EXCERPT =
----

The coronavirus hit the fashion industry hard. Here’s how eight L.A. designers are getting by
It’s the 50th anniversary of Earth Day, but what’s on the minds of sustainable fashion and accessories designers in Los Angeles is this question: How will they stay alive?
With the coronavirus pandemic hitting the fashion industry hard, sustainable brands in the L.A. market are doing what they can to accommodate customers and remain afloat. Here are some of their stories.
Being innovative: Deborah Lindquist
“We don’t know how long this shutdown will last, don’t know who will be forced out of business permanently, and wonder if our own restructuring ideas are good ones,” said Deborah Lindquist, an eco-conscious clothing, accessories and home-decor designer who has designed for celebrities including Sharon Stone, Pink, Jessica Alba, Christina Aguilera and Rihanna.
“Small businesses are the lifeblood of our country, just as important in big cities as they are in small communities,” she said.
Lindquist has turned her focus to creating masks at her North Hollywood home by using leftover pieces from her upcycled denim jackets, which are embellished with appliques, studs and rhinestones. “For other woven mask designs, I am using pieces of silk prints from my dress, skirt and blouse production in leopard, sari, vintage kimono,” she said. “And I’m doing a group of white masks with my friends and family in healthcare in mind made of vintage table linens and napkins.
“As an innovative designer, I’ve always figured out ways to use materials on hand. Since we need to cover our faces, we may as well look cool. I think it’s a good idea to have a wardrobe of masks these days not only to have a fresh one handy but to keep it interesting.”

----

EXERCISE REQUIREMENTS =
A – Answer these questions using the article on L.A. designers:
(i) Which anniversary of Earth Day does the article mention?
(ii) According to Deborah Lindquist, what is the lifeblood of the country?
(iii) What materials does Lindquist use for the group of white masks?
B – Reproduce everything in the article on L.A. designers from "The coronavirus hit" down to "of their stories.", word for word.

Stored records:
----

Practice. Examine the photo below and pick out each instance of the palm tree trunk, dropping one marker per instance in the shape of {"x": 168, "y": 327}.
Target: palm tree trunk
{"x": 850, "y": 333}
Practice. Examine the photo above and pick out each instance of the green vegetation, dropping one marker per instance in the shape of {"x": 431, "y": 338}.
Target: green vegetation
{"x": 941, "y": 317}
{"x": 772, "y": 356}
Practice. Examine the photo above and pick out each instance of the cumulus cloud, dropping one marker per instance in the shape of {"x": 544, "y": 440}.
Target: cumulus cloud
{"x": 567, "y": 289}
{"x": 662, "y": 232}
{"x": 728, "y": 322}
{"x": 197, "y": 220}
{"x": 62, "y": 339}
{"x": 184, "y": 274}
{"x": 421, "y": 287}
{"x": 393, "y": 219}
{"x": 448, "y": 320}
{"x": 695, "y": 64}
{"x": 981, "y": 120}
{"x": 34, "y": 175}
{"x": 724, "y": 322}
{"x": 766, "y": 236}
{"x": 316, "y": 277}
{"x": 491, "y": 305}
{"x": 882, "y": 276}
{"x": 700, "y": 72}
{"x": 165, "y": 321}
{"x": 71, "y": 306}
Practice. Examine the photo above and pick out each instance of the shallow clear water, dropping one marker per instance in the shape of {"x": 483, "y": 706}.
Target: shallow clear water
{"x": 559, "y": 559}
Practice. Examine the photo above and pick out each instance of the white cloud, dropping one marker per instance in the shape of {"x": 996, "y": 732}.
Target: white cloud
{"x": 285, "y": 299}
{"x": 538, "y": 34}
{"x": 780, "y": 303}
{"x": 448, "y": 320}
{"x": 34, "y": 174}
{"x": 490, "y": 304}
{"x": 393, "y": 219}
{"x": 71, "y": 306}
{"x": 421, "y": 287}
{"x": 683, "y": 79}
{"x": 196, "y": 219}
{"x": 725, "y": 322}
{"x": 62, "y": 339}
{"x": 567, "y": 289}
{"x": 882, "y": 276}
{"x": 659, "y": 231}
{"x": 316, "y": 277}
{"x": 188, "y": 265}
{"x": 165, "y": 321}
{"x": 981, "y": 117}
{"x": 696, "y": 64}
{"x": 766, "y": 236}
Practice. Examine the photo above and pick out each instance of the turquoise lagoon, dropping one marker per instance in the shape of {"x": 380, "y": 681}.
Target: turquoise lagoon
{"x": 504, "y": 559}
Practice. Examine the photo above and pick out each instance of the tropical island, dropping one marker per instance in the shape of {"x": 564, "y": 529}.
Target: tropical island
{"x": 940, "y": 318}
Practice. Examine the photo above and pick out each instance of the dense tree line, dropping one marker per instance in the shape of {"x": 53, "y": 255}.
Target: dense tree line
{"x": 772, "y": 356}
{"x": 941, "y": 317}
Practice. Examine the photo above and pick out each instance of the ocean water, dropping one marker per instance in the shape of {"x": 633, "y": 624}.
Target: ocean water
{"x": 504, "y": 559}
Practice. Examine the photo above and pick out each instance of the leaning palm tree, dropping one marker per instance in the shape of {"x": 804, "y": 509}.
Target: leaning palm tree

----

PER-TASK OUTPUTS =
A –
(i) The 50th anniversary.
(ii) Small businesses.
(iii) Vintage table linens and napkins.

B –
The coronavirus hit the fashion industry hard. Here’s how eight L.A. designers are getting by
It’s the 50th anniversary of Earth Day, but what’s on the minds of sustainable fashion and accessories designers in Los Angeles is this question: How will they stay alive?
With the coronavirus pandemic hitting the fashion industry hard, sustainable brands in the L.A. market are doing what they can to accommodate customers and remain afloat. Here are some of their stories.